- _To do_
Using the records that follow, copy every line containing the word "below".

- _Excerpted records_
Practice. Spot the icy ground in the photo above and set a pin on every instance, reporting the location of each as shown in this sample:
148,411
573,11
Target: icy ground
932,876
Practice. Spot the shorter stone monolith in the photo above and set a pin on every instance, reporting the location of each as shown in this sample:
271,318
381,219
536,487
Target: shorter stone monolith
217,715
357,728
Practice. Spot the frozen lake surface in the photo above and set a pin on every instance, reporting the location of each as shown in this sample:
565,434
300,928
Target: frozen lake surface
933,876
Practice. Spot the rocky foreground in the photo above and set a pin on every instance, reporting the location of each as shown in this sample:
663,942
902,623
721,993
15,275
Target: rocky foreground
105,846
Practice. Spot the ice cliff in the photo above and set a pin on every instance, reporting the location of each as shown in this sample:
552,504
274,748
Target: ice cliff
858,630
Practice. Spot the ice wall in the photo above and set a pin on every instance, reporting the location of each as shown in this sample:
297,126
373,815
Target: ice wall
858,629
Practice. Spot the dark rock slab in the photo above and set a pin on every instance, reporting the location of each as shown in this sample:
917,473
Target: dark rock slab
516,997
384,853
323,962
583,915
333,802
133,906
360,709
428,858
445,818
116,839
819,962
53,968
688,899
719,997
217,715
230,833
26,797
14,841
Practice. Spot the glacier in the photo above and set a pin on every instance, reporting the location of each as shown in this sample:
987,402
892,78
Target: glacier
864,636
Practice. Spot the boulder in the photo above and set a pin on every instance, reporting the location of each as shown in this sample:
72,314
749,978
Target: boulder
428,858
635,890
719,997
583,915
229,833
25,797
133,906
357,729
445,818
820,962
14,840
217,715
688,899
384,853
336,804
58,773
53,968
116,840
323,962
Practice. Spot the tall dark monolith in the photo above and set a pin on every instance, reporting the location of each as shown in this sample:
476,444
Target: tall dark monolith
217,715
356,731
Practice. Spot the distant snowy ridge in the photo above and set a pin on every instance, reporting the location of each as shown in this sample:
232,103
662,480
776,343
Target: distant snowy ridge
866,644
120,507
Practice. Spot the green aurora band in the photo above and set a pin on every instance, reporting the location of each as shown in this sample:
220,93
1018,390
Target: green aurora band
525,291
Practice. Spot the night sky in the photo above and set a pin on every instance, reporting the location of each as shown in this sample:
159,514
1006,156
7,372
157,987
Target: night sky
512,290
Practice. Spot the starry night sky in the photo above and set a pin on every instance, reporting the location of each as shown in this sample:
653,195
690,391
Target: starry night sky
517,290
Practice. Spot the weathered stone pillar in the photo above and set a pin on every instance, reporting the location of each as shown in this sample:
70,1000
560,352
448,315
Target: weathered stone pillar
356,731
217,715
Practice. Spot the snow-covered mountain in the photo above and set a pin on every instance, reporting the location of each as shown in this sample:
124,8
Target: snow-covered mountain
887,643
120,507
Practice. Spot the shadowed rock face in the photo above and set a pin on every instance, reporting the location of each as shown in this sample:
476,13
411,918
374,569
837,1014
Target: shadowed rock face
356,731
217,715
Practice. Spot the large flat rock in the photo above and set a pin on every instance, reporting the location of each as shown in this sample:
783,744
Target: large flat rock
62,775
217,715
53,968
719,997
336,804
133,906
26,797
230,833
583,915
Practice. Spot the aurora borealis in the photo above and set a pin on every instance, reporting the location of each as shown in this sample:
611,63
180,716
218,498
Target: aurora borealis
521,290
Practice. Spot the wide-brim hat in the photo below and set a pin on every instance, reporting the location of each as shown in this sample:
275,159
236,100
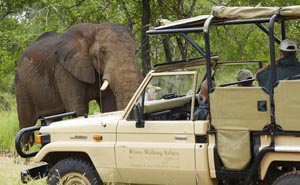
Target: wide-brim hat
288,45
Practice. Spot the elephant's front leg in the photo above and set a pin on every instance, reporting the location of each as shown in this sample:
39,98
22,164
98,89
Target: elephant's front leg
73,92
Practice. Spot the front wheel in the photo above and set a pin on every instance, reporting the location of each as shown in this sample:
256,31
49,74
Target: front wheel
72,171
292,178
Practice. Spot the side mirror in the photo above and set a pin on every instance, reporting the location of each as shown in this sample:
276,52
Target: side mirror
140,123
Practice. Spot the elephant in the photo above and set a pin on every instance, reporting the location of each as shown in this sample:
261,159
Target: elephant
60,73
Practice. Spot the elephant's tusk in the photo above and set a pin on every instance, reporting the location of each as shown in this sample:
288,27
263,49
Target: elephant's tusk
104,85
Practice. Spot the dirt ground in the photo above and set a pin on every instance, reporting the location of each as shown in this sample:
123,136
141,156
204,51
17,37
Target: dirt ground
10,169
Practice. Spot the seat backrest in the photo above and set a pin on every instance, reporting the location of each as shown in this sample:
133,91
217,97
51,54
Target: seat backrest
287,104
235,111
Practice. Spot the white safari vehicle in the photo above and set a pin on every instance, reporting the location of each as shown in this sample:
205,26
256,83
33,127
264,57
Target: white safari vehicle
251,136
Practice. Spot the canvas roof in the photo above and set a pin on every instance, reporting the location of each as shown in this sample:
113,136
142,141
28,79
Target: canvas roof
222,13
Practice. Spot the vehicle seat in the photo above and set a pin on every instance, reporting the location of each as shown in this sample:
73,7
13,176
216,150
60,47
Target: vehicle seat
287,104
235,111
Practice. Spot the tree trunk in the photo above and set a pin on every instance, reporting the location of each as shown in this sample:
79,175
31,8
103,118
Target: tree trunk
146,61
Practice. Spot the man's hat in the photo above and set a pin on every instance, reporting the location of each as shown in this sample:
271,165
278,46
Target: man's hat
244,75
288,45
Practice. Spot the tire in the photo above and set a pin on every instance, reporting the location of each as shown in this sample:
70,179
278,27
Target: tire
72,171
290,178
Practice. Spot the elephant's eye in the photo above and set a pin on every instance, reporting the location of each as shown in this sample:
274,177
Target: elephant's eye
102,51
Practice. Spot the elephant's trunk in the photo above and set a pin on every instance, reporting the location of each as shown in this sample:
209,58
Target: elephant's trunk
123,85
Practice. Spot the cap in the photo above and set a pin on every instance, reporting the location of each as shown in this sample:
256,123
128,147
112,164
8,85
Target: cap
244,75
288,45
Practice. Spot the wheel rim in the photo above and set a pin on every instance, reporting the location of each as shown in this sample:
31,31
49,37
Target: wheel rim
74,179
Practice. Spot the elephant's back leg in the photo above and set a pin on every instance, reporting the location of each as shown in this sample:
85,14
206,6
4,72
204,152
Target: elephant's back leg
26,113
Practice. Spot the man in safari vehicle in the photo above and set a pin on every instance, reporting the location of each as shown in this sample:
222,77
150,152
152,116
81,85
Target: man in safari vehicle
286,66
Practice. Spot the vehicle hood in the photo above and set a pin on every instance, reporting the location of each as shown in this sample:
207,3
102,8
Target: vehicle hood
101,122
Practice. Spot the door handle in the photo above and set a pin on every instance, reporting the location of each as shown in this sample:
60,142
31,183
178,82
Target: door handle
180,137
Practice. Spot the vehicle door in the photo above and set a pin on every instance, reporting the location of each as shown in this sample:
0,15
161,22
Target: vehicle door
156,141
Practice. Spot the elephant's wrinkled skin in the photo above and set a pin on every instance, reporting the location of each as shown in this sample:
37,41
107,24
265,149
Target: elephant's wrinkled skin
62,72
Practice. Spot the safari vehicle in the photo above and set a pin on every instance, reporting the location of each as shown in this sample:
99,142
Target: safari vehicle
250,137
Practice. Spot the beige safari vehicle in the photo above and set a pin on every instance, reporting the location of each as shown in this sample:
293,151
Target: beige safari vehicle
251,136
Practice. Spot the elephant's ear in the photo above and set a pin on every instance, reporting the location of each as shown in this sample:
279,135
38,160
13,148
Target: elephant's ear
72,54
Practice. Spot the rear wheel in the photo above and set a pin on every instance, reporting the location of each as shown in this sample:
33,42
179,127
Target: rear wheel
288,178
72,171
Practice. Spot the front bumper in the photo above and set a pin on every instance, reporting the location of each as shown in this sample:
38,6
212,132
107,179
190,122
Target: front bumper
35,173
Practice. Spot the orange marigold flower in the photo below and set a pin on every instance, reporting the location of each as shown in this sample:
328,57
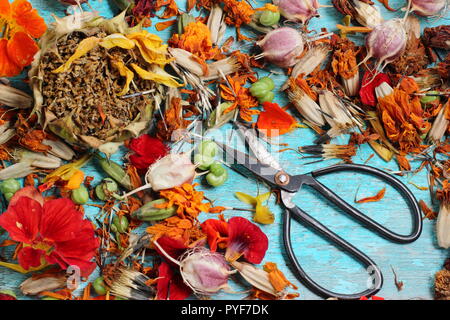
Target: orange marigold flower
240,96
189,201
20,24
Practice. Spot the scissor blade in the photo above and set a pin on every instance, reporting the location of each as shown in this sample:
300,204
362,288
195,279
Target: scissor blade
243,163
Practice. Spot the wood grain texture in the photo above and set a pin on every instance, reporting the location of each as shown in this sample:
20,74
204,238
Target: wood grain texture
414,263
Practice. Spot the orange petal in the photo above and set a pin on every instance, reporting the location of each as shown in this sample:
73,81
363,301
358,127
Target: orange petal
28,18
21,48
7,67
5,8
75,180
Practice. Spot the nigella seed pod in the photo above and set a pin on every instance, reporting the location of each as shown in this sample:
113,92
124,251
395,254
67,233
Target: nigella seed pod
443,226
205,272
298,10
366,14
428,8
386,42
282,46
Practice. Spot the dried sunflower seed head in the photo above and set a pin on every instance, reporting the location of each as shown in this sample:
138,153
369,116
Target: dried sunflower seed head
15,98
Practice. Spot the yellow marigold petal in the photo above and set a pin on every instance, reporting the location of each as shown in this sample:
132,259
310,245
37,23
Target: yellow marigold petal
246,198
117,40
64,172
124,72
263,215
158,75
84,47
75,180
151,47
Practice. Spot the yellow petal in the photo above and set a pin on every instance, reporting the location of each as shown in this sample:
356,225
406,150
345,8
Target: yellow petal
246,198
84,47
75,180
151,47
117,40
158,75
66,171
263,197
263,214
124,72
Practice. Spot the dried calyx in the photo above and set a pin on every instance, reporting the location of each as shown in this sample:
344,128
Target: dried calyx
298,10
362,11
428,8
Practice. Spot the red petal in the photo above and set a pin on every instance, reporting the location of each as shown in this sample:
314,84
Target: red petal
60,220
168,282
172,247
83,246
22,220
216,232
21,49
7,67
29,257
30,192
246,238
274,120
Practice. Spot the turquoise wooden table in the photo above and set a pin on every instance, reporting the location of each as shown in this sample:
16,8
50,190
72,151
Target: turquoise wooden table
415,264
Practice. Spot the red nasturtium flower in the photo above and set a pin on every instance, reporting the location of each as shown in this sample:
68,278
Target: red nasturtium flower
146,151
275,120
20,24
50,231
242,238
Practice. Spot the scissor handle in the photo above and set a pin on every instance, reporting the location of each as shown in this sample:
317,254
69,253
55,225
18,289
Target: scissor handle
303,217
365,220
371,267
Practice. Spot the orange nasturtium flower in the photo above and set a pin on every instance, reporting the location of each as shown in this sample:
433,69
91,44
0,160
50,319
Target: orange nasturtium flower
20,23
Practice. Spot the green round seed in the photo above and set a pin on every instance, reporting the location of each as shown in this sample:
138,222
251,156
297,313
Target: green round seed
269,18
99,286
9,186
217,175
203,161
268,81
80,195
110,185
121,223
208,148
268,97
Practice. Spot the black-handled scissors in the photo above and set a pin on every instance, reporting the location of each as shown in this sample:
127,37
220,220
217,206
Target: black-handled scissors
271,172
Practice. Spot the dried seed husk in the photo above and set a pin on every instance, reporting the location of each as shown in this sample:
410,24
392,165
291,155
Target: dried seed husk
82,103
14,98
440,125
443,226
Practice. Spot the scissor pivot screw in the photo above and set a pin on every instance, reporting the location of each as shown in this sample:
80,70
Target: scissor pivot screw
281,178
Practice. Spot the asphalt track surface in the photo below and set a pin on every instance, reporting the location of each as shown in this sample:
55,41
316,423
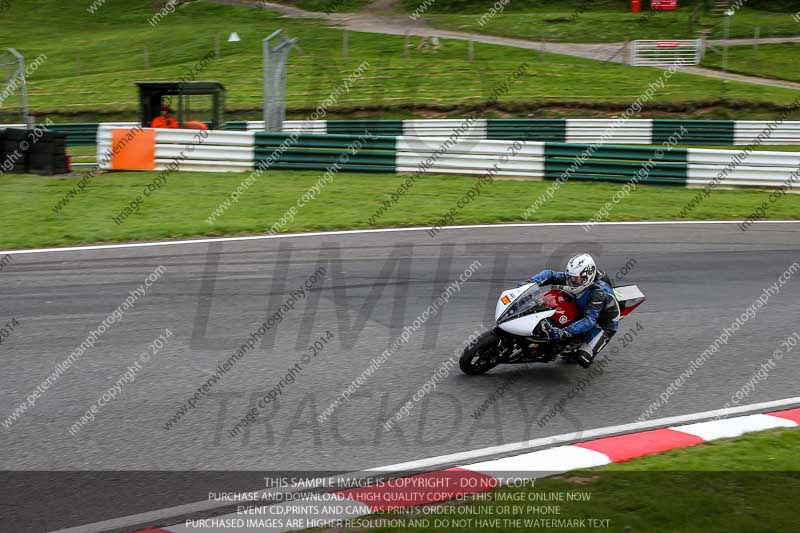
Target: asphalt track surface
697,277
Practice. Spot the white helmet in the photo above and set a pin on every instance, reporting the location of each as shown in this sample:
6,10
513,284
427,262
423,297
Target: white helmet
580,272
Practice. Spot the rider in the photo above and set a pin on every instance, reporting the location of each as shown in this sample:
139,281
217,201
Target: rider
595,300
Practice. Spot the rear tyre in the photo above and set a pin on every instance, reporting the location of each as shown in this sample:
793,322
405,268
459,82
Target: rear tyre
481,355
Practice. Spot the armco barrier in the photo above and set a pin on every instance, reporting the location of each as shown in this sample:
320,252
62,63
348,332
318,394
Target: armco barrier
246,150
608,131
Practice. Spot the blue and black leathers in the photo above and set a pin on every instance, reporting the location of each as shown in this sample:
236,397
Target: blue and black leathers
599,313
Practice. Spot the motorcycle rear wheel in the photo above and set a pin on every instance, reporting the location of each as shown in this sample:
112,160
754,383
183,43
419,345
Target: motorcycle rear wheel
481,355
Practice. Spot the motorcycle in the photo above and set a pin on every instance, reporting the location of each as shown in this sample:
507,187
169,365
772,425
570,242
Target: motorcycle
524,317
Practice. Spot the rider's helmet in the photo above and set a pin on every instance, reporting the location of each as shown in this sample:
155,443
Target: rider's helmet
581,271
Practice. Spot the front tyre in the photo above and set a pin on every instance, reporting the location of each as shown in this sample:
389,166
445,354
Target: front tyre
481,355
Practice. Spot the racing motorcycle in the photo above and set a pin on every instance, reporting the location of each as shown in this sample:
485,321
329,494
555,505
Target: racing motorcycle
524,317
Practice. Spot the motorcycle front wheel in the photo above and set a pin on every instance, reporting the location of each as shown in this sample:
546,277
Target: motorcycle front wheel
481,355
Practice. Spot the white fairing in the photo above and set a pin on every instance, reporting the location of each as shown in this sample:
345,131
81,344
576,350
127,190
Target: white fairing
522,326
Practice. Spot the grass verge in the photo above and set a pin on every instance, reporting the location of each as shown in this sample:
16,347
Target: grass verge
740,485
181,207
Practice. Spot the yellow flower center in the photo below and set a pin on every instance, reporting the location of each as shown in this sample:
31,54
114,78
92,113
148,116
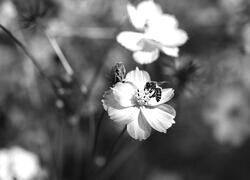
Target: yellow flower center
142,97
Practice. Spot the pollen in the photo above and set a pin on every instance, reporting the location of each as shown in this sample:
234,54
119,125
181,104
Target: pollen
142,97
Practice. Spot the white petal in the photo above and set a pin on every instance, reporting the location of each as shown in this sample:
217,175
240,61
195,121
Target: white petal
146,57
138,78
170,51
130,40
166,95
139,129
123,116
148,54
160,118
137,20
149,9
109,100
124,94
168,37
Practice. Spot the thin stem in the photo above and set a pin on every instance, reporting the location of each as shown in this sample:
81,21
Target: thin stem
33,60
115,144
59,53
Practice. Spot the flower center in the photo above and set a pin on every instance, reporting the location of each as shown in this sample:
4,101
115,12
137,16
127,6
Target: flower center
142,97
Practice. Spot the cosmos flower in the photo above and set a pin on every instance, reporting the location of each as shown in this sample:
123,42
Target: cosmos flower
131,103
157,31
17,163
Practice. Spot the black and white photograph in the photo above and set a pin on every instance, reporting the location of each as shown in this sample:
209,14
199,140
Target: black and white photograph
124,89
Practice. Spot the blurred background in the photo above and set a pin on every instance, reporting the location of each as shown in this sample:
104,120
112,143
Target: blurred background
210,140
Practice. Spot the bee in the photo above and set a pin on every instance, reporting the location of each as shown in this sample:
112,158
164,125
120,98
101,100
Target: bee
154,89
118,73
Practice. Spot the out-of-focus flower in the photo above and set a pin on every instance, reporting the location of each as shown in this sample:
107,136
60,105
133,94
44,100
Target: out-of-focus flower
158,31
17,163
229,116
137,103
159,174
7,13
35,13
183,74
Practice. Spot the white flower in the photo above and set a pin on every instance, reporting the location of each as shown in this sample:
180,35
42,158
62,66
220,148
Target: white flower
18,163
158,31
129,103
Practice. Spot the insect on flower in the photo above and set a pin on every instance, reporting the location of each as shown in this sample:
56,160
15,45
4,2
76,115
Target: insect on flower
118,73
139,103
157,32
154,89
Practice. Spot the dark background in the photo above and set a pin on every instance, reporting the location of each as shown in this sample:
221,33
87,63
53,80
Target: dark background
210,140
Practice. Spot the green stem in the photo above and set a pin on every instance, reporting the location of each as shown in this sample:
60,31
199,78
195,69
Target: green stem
58,51
115,145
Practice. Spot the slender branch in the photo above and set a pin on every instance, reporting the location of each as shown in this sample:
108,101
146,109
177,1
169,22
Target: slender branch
59,53
115,145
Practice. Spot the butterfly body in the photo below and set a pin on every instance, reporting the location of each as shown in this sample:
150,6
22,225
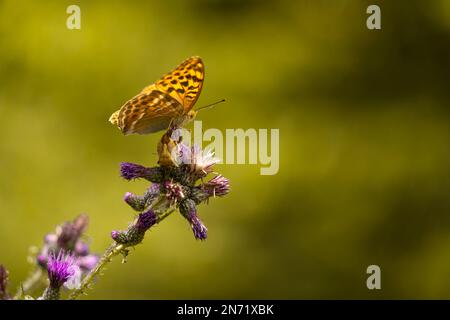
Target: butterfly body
169,101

- _Solution_
Practice. Spot the wide-brim hat in the photo below and set a pin on every instance, reporting the location of each as shown in this sample:
Practice. Spot the orange marigold flower in the photo below and set a pin on every instance, reporting the location of each as shown in this sample:
Practice. Spot the asphalt track surface in the photo below and set a pin on every instance, reporting the location of each as shown in this sample:
Practice. Spot the yellow flower center in the photo below and set a pin on every instance, reporting the location of each as shown in this sample:
Practice. Spot the butterfly body in the photo below and set a pin on every instance, reporting the location of each as shown in this sample:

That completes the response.